BEGIN

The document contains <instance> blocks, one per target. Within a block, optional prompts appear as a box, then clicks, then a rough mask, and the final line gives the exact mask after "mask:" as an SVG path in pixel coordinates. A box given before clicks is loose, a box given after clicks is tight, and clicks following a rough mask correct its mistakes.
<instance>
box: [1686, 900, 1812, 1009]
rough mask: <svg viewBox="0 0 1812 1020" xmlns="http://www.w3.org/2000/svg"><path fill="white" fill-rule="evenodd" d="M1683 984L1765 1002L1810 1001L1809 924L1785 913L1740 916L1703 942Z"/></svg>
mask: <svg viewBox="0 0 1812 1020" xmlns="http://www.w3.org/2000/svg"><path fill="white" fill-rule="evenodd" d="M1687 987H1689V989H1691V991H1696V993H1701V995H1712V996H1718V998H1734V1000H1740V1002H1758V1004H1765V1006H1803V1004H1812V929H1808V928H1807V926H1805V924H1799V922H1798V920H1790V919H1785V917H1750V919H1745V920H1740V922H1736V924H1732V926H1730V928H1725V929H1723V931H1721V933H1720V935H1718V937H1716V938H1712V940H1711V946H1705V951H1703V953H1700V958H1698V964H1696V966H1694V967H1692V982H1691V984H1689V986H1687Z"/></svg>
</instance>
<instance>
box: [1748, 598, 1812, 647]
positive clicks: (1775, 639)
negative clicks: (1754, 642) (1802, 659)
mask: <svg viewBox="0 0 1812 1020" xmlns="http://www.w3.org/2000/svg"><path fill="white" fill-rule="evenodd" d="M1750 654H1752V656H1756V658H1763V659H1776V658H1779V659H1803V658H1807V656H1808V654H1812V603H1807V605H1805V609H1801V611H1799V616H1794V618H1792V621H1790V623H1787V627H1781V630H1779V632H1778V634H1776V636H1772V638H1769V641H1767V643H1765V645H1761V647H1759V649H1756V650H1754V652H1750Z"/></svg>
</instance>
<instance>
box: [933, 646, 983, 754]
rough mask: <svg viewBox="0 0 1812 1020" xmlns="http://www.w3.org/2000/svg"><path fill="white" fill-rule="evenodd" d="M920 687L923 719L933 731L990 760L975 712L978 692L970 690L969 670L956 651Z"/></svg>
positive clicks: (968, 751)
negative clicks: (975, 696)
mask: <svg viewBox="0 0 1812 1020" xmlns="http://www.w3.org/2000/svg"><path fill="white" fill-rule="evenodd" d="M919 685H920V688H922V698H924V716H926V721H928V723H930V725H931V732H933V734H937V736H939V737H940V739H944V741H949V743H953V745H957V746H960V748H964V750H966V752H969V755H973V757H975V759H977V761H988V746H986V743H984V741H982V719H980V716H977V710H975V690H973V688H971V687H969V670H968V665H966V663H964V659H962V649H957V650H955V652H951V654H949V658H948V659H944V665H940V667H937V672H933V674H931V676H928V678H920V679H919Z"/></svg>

END

▶ _Task goal_
Convert the lines from the start of the rows through the line containing "984L1765 1002L1810 1001L1809", inclusive, into a Markdown table with the columns No. and Line, numbering each line and leaving out blank ones.

▶ _Solution for this problem_
| No. | Line |
|---|---|
| 1 | The document contains <instance> blocks, one per target. Within a block, optional prompts appear as a box, then clicks, then a rough mask, and the final line gives the exact mask after "mask:" as an SVG path in pixel coordinates. A box given before clicks is loose, a box given after clicks is tight, and clicks following a rough mask correct its mistakes. |
| 2 | <instance> |
| 3 | box: [1686, 900, 1812, 1009] |
| 4 | rough mask: <svg viewBox="0 0 1812 1020" xmlns="http://www.w3.org/2000/svg"><path fill="white" fill-rule="evenodd" d="M1683 984L1765 1002L1810 1001L1809 924L1785 913L1740 916L1703 942Z"/></svg> |